◆ **Page excerpt**:
____________________
# Handles



## chefitt (Dec 23, 2014)

How much are ur handles? G
ot alot of knifes that need to be rehandle let me know please and ty


----------



## apicius9 (Dec 23, 2014)

Thanks for asking. I sent you a PM. If you cannot see that, you may need a few more posts before they get activated. But you can also reach me at customorders (at) japanesehandles.com.

Mahalo,

Stefan


----------



## LordRatner (Dec 26, 2014)

Are you taking orders now?

Seth


----------



## apicius9 (Dec 26, 2014)

Thanks for asking. I currently tell eveyone to check back with me late January, early February to see where I am and what else I might take on. Right now I am trying to work on the old orders. Thanks,

Stefan


----------



## Sparklepony (Mar 21, 2015)
____________________
◆ **Problems to solve**:
1. Reproduce the knife handle thread from "## chefitt (Dec" to "customorders (at) japanesehandles.com.", word for word.
2. Pick up the knife handle thread after its final line and carry it forward.
____________________
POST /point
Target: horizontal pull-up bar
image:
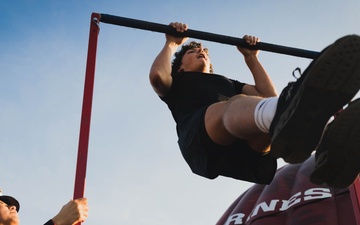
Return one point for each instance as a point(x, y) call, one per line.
point(145, 25)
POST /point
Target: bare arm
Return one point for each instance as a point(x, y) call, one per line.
point(73, 212)
point(263, 84)
point(160, 72)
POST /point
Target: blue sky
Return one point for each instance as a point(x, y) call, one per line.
point(135, 171)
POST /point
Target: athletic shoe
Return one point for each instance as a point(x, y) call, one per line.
point(338, 154)
point(305, 106)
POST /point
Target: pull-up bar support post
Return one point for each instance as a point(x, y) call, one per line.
point(144, 25)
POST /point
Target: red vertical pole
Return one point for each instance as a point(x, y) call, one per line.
point(355, 197)
point(86, 108)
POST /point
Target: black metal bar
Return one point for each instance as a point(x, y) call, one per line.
point(145, 25)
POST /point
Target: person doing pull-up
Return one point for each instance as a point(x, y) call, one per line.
point(226, 127)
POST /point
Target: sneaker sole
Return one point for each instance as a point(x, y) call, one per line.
point(339, 165)
point(331, 82)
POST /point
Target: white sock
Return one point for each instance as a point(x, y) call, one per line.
point(264, 113)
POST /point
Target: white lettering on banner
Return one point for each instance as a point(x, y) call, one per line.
point(265, 207)
point(236, 218)
point(316, 193)
point(310, 194)
point(292, 201)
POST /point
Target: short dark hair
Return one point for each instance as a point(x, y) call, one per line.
point(176, 63)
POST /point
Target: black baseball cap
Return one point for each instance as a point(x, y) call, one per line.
point(8, 200)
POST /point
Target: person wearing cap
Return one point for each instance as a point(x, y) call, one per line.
point(73, 212)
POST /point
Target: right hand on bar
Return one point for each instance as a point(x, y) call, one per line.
point(180, 27)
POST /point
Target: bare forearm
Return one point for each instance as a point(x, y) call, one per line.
point(160, 72)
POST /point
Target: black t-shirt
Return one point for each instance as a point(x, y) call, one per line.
point(192, 91)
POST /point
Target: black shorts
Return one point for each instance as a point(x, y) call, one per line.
point(237, 160)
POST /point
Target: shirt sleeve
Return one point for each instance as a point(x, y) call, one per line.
point(238, 86)
point(50, 222)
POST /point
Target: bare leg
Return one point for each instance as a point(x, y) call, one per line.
point(234, 119)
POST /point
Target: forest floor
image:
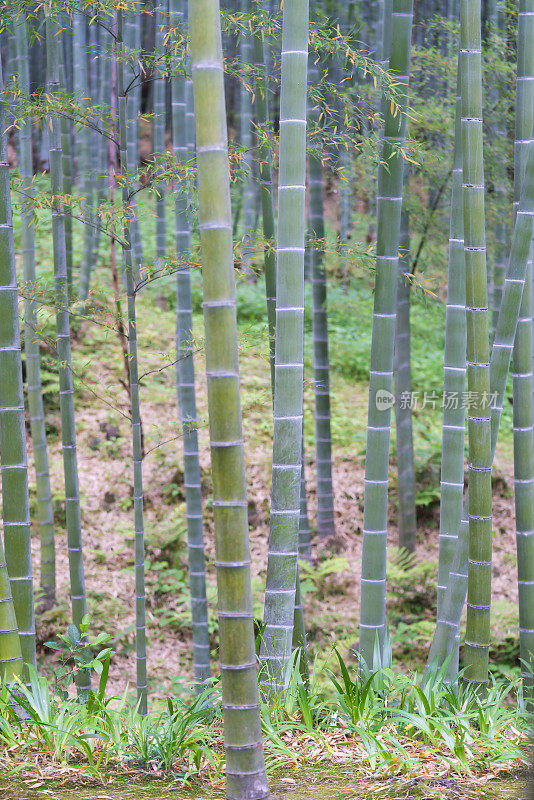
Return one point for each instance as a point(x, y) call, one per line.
point(331, 585)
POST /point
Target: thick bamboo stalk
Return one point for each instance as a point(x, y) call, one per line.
point(137, 448)
point(266, 188)
point(10, 653)
point(447, 628)
point(14, 464)
point(85, 178)
point(185, 380)
point(403, 386)
point(373, 591)
point(453, 431)
point(45, 510)
point(304, 521)
point(321, 366)
point(245, 767)
point(289, 339)
point(477, 639)
point(245, 120)
point(133, 110)
point(66, 393)
point(522, 364)
point(158, 130)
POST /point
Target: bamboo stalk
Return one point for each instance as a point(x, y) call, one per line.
point(137, 448)
point(245, 767)
point(289, 337)
point(14, 464)
point(66, 392)
point(389, 201)
point(522, 365)
point(403, 385)
point(45, 510)
point(185, 381)
point(453, 431)
point(477, 639)
point(158, 130)
point(447, 633)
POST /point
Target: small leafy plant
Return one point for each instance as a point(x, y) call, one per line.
point(76, 652)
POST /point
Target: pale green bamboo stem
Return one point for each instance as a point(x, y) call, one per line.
point(67, 163)
point(66, 393)
point(185, 382)
point(321, 367)
point(45, 510)
point(85, 178)
point(453, 431)
point(289, 338)
point(158, 135)
point(403, 386)
point(447, 628)
point(266, 186)
point(132, 114)
point(522, 365)
point(373, 585)
point(477, 639)
point(14, 464)
point(11, 664)
point(137, 449)
point(245, 119)
point(304, 521)
point(245, 768)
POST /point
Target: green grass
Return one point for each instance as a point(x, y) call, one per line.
point(390, 723)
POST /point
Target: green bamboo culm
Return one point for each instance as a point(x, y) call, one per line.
point(266, 190)
point(477, 639)
point(140, 597)
point(245, 121)
point(67, 165)
point(403, 385)
point(522, 364)
point(85, 176)
point(66, 393)
point(245, 767)
point(321, 366)
point(133, 29)
point(304, 520)
point(389, 201)
point(11, 664)
point(158, 137)
point(446, 636)
point(45, 510)
point(14, 465)
point(289, 339)
point(185, 379)
point(453, 429)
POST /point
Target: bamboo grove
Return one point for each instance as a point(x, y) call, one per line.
point(238, 115)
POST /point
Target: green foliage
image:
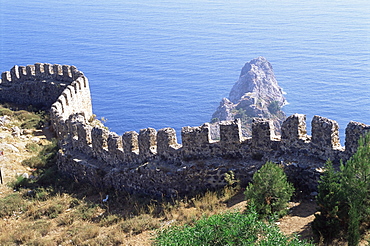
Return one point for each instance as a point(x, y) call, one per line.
point(226, 229)
point(270, 191)
point(33, 147)
point(344, 197)
point(5, 111)
point(214, 120)
point(356, 177)
point(19, 182)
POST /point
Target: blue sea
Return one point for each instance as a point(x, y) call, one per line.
point(168, 63)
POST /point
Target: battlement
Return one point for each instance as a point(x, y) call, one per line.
point(153, 159)
point(41, 71)
point(148, 144)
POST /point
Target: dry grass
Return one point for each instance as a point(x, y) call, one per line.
point(62, 213)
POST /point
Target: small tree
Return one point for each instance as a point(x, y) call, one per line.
point(327, 223)
point(344, 197)
point(270, 190)
point(356, 186)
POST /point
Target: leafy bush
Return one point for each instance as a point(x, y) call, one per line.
point(270, 191)
point(344, 197)
point(226, 229)
point(327, 223)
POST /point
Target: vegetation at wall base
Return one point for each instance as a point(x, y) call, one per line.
point(344, 198)
point(270, 190)
point(232, 228)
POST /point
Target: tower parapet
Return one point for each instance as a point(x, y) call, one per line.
point(153, 161)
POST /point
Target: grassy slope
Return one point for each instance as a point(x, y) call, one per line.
point(48, 209)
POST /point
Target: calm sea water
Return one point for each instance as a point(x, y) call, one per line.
point(168, 63)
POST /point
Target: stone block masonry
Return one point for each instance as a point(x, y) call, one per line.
point(152, 161)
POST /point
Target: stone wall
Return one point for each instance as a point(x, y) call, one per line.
point(153, 162)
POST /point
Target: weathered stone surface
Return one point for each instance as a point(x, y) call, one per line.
point(155, 164)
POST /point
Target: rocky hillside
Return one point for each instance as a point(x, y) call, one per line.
point(255, 94)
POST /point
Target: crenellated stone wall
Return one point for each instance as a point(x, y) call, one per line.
point(153, 162)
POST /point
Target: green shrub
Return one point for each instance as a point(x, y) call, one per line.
point(226, 229)
point(327, 224)
point(33, 147)
point(270, 191)
point(344, 197)
point(5, 111)
point(19, 182)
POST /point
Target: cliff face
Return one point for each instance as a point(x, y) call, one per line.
point(255, 94)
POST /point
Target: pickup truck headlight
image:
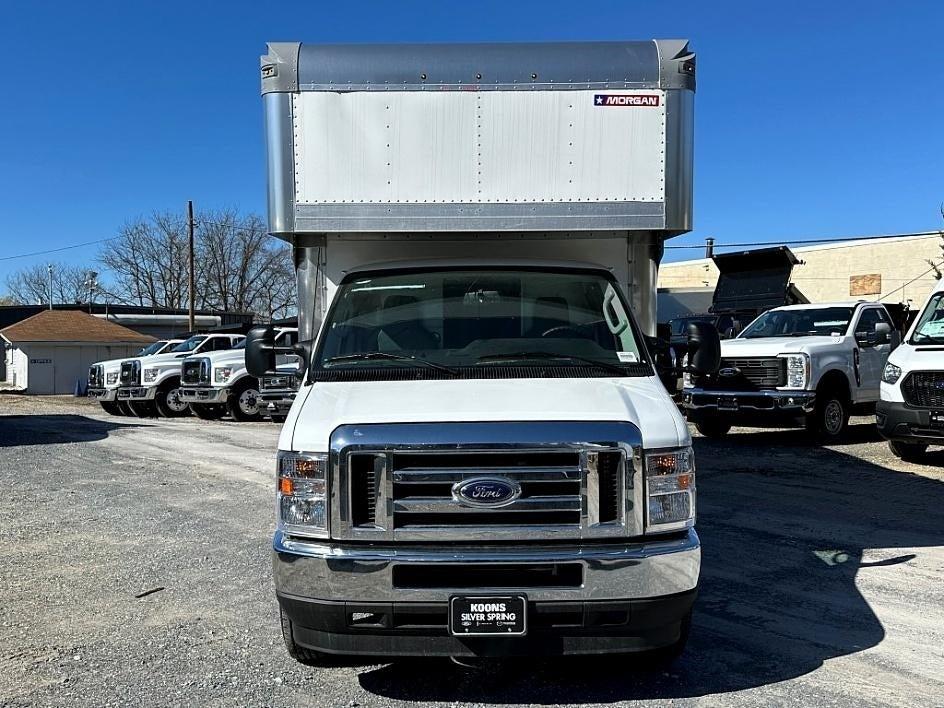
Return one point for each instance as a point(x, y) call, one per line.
point(891, 374)
point(798, 370)
point(670, 489)
point(302, 494)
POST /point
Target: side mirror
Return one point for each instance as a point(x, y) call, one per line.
point(704, 349)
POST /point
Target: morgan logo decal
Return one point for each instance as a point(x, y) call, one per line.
point(624, 99)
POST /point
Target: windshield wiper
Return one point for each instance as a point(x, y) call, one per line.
point(388, 356)
point(548, 356)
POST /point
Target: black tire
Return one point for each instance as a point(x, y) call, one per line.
point(909, 452)
point(208, 411)
point(243, 402)
point(713, 428)
point(143, 409)
point(111, 407)
point(831, 417)
point(303, 655)
point(168, 401)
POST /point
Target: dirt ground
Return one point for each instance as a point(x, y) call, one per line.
____________________
◆ **The results**:
1.
## chefitt (Dec 23, 2014)

How much are ur handles? G
ot alot of knifes that need to be rehandle let me know please and ty


----------



## apicius9 (Dec 23, 2014)

Thanks for asking. I sent you a PM. If you cannot see that, you may need a few more posts before they get activated. But you can also reach me at customorders (at) japanesehandles.com.

2.
apicius9 said:


> Thanks for asking. I currently tell eveyone to check back with me late January, early February to see where I am and what else I might take on. Right now I am trying to work on the old orders. Thanks,
> 
> Stefan




Are you taking any new orders yet? Your handles are gorgeous!


----------



## apicius9 (Mar 29, 2015)

Just saw your other post and checked here, sorry I did not see your question earlier. I am still juggling too many jobs and back orders, so I am currently not accepting any new orders, sorry. I will make it known here if/when things change.

Stefan


----------



## Sparklepony (Mar 29, 2015)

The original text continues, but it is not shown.